_What to do_: Convert the lines below into a two-column CSV with the headers "text" and "answer," giving each text and its answer one row. Put each value in a single quoted field with line breaks replaced by spaces, and leave the pictures out.

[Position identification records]
---

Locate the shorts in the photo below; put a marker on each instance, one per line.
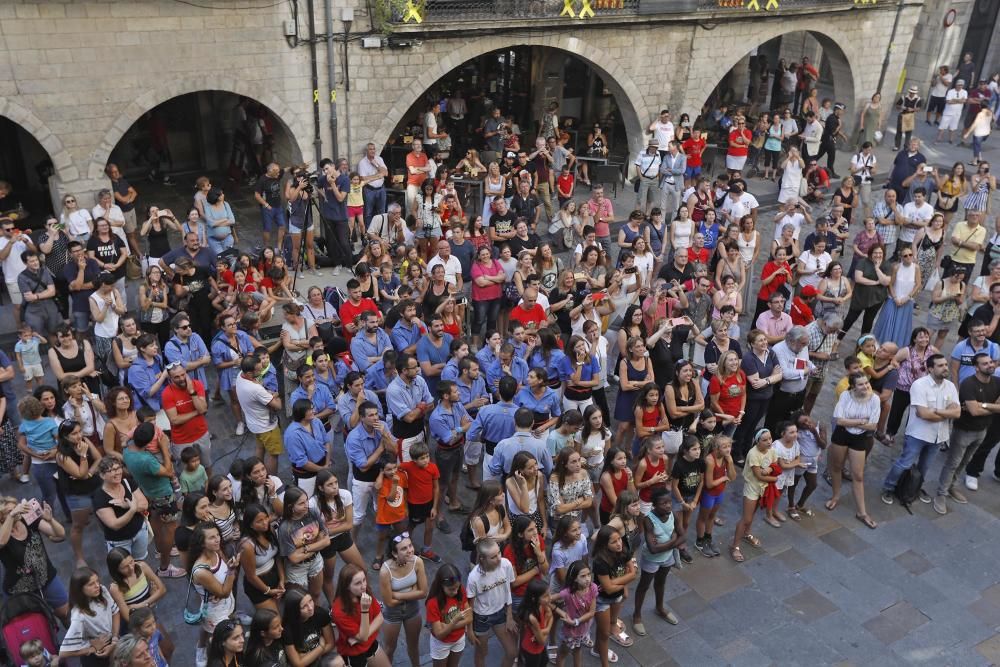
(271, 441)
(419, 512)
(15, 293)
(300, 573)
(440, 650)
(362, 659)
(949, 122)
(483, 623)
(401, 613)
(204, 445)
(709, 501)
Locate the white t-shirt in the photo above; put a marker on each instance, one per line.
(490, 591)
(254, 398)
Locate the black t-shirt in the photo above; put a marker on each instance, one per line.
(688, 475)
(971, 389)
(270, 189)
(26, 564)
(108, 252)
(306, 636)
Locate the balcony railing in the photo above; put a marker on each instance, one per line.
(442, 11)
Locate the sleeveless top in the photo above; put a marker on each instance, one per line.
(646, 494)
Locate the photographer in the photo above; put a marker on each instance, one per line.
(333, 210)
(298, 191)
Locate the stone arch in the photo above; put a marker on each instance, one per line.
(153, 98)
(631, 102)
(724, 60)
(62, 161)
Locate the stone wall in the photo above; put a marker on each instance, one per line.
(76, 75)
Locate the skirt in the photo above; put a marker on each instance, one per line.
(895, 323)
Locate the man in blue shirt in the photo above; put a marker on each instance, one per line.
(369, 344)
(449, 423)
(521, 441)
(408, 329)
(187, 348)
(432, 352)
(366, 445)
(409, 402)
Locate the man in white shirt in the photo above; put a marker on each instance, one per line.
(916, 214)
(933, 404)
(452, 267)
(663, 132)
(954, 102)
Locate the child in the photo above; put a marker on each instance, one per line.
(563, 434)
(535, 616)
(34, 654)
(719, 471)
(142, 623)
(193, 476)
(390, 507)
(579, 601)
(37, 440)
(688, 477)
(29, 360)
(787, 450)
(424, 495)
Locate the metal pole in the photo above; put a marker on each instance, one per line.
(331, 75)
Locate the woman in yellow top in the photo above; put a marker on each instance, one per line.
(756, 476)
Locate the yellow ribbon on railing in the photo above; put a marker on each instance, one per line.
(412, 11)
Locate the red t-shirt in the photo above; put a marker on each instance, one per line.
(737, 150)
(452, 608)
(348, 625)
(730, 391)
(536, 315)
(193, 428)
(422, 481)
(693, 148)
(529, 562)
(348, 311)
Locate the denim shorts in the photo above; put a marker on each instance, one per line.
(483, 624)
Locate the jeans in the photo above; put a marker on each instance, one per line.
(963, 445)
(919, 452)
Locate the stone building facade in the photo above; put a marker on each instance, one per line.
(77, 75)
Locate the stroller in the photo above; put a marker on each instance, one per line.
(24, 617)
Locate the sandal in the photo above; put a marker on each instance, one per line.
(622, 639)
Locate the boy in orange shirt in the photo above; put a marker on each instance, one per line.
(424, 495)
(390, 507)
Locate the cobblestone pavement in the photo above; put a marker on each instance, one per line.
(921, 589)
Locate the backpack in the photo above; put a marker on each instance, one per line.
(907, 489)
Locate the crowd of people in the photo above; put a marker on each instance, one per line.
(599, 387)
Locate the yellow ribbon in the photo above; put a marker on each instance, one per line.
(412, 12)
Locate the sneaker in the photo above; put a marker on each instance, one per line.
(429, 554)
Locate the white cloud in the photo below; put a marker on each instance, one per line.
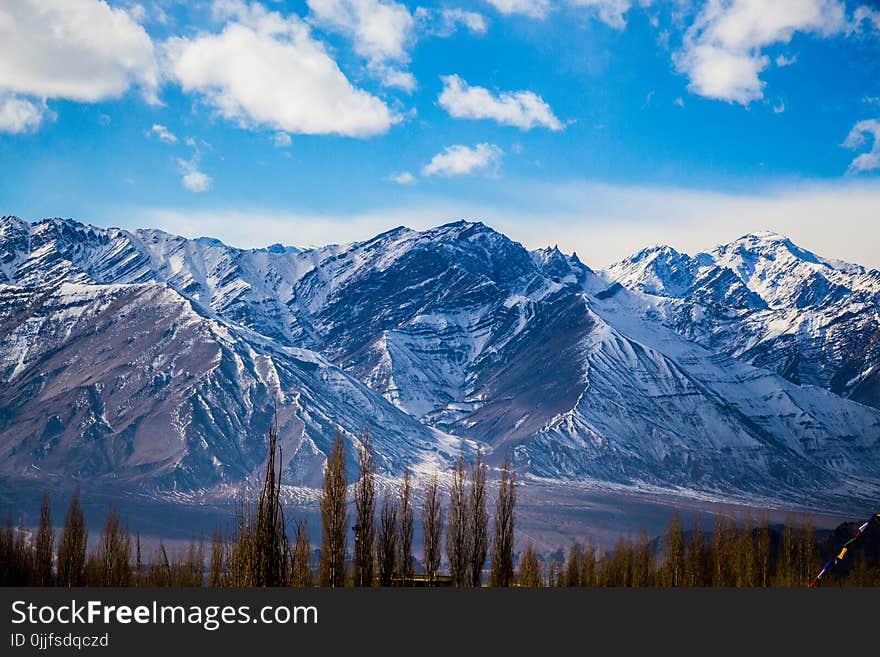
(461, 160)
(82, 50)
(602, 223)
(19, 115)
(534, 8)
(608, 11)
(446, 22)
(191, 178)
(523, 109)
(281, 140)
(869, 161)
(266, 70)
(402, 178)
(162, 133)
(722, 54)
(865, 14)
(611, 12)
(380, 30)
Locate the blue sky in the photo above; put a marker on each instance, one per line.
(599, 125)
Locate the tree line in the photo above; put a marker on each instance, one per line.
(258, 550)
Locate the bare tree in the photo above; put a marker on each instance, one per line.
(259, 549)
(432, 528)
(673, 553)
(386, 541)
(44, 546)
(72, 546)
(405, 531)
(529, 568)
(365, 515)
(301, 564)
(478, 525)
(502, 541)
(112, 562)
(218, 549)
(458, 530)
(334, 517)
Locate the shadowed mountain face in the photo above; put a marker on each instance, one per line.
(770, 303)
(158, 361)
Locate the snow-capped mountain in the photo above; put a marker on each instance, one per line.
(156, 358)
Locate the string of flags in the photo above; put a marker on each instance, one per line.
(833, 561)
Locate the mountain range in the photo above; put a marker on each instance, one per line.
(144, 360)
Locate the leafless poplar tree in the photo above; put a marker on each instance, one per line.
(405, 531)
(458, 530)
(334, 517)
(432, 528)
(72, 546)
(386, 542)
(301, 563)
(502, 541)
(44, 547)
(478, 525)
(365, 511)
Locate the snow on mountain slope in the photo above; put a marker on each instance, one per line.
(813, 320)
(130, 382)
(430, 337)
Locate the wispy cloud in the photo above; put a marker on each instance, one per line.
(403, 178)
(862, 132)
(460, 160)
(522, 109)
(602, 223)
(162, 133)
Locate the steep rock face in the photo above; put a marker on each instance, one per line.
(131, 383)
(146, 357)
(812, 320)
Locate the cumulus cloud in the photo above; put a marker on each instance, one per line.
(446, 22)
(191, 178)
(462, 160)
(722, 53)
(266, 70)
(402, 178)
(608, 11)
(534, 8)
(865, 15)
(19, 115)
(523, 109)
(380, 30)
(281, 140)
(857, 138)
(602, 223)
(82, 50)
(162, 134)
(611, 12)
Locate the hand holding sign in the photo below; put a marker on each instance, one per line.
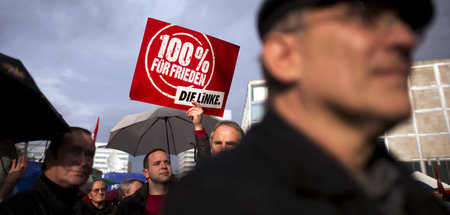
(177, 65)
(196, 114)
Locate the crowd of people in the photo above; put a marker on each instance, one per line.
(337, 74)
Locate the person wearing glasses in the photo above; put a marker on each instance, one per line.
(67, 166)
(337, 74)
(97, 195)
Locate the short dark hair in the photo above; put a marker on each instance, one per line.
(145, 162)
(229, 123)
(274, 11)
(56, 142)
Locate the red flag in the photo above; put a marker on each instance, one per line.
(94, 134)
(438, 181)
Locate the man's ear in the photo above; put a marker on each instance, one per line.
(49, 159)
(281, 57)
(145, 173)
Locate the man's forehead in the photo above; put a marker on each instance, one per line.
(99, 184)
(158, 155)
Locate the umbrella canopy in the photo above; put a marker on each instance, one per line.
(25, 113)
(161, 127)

---

_Task solution_:
text,answer
"Locate the shorts in the photo below; put a marker on each instance, one per line.","(271, 441) (419, 512) (15, 293) (300, 573) (440, 650) (362, 659) (949, 122) (483, 623) (401, 613) (204, 445) (709, 501)"
"Locate the white t-shirt in the photo above; put a marker on each instance, one per line.","(490, 591) (254, 398)"
"Locate the black t-shirt in the photo above; put a marker on each instance, one per line.","(688, 475) (971, 389) (270, 189) (26, 564) (108, 252) (306, 636)"
"Locate the balcony railing in the photo above; put a marker on each instance, one per line.","(442, 11)"
"Locate the sleeveless top in the photo above; put a marker on each instance, one per line.","(646, 494)"
"Locate the photographer in the photo above; put a marker on each instance, one per line.","(333, 210) (298, 191)"
"Locate the stone arch in the photo above; put a marker on each instance, one per line.","(153, 98) (631, 102) (724, 60) (62, 161)"
"Locate the stone wall in the photo above; put a marker on each instance, one per line.","(76, 75)"
"Locate the skirt in the photo above; put a marker on each instance, one per line.","(895, 323)"
"Locate the man in blue shirt in the photo above; put a marker on each instance, one per line.","(369, 344) (449, 423) (521, 441) (408, 329) (187, 348) (432, 352) (366, 445) (409, 402)"
"Locate the man in white shirt in the photo above; put a marker on each instance, one per line.","(916, 214) (933, 404) (452, 267) (663, 132) (954, 102)"
"Locate the child in the photo above; put a marker on each instance, one per line.","(563, 434) (535, 616) (34, 654) (719, 471) (142, 623) (193, 476) (390, 507) (579, 601) (37, 440) (688, 477) (29, 360) (787, 450) (424, 495)"
"Locate the metal pole in the photo above; put a marker on each instance, one per line.","(331, 75)"
"Locate the woman in yellow top in the photo above; put a marker on each instance, one per line.","(756, 476)"
"Locate the yellow ribbon on railing in the photo above; put a marker on each instance, one per line.","(412, 11)"
"Locate the red t-shirt in the photo above; put a marker on each instance, one per line.","(737, 150) (452, 608) (348, 625) (730, 391) (536, 315) (193, 428) (422, 481) (693, 148) (529, 562) (348, 311)"
"Locate the denim shorts in the photo above; put a marker on each instance, one per line.","(483, 624)"
"Locate the jeans in the photo above; put a marker on each instance, one per line.","(963, 445) (919, 452)"
"Locate the stone building facade in the photo above; put a marker on each instance, one per line.","(77, 75)"
"Locate the stroller in the photo above; put a marker on each instance, one per line.","(24, 617)"
"Locate the sandal in the photo above; put a marker on each instance, one per line.","(622, 639)"
"Locate the boy in orange shirt in the photo above; put a marker on each instance, one per line.","(424, 495) (390, 507)"
"Locate the cobblestone pavement in the photo above; put a marker on each instance, one per line.","(921, 589)"
"Locate the backpack in the photo above; put a marker on each instance, one per line.","(907, 489)"
"Locate the crowd of people in the photo above; put a marker on each instance, one per line.","(599, 387)"
"Locate the yellow ribbon in the photo above; put a marker on each instance, one per line.","(412, 12)"
"Locate the sneaker in the photo above; put a marker on each instance, one per line.","(429, 554)"
"Locate the white cloud in the photo below; put a marker on each instance, one per line.","(461, 160) (82, 50) (602, 223) (19, 115) (534, 8) (608, 11) (446, 22) (191, 178) (523, 109) (281, 140) (869, 161) (266, 70) (402, 178) (162, 133) (722, 54) (865, 14) (611, 12) (380, 30)"
"Locate the blue sky in the photo above; put a marker on each instance, one per line.","(599, 125)"
"Locate the tree line in the photo above; put a marker on each instance, one per line.","(258, 550)"
"Locate the bare tree in the photo above; put a marker on each instance, one per line.","(259, 549) (432, 528) (673, 553) (386, 541) (44, 546) (72, 546) (405, 531) (529, 568) (365, 515) (301, 564) (478, 525) (502, 541) (112, 562) (218, 549) (458, 530) (334, 517)"
"Locate the shadowed mountain face in the photo above; put a marker on each instance, one per line.","(770, 303) (158, 361)"
"Locate the snow-capped mountain in the photo above; put a marker on each instance, one per line.","(156, 358)"
"Locate the string of flags in the photo above; put a marker on each instance, one per line.","(833, 561)"
"Locate the mountain range in the photo above; put a marker on each instance, one per line.","(144, 360)"
"Locate the leafless poplar tree in the photo above; put a marker on each instance, one per line.","(405, 531) (458, 530) (334, 517) (432, 528) (72, 546) (386, 542) (301, 563) (502, 541) (44, 547) (478, 525) (365, 511)"
"Locate the snow on mountain slope in the photo above; put a marker on each instance, one per line.","(813, 320) (130, 382) (430, 337)"
"Locate the wispy cloud in the photo above; put a marker on each instance, one per line.","(403, 178) (862, 132) (460, 160) (522, 109) (602, 223) (162, 133)"
"Locate the steep rock face in the photo above; put a marker on each instance, one per line.","(131, 383) (146, 357) (812, 320)"
"Locate the cumulus cloud in the photo above; put a marker on each instance, one per line.","(446, 22) (191, 178) (462, 160) (722, 53) (266, 70) (402, 178) (608, 11) (534, 8) (865, 15) (19, 115) (523, 109) (380, 30) (281, 140) (857, 138) (602, 223) (82, 50) (162, 134) (611, 12)"
"Locate the hand holding sign in the photo below; put a marker on each instance, one per line.","(177, 65) (196, 114)"
"Locate the crowd of people in the photo above; put a marker on each instance, one per line.","(337, 74)"
"Locate the person wearing glasses in the photo above; put a marker on each instance, one per line.","(67, 166) (337, 74) (97, 195)"
"Locate the short dark hair in the photo above; put a marker on each instance, one per line.","(145, 162) (229, 123) (274, 11) (56, 142)"
"Locate the red flag in the photo above; put a marker on each instance, one per line.","(94, 134) (438, 181)"
"Locate the man's ear in the photo above; put a marker on each instance, one per line.","(49, 159) (281, 57) (145, 173)"
"Locate the man's forehead in the photo above; put a marker on each instance, one per line.","(99, 184) (158, 155)"
"Locate the umbrella canopy in the photo above; put a marker on each instance, one per line.","(25, 113) (161, 127)"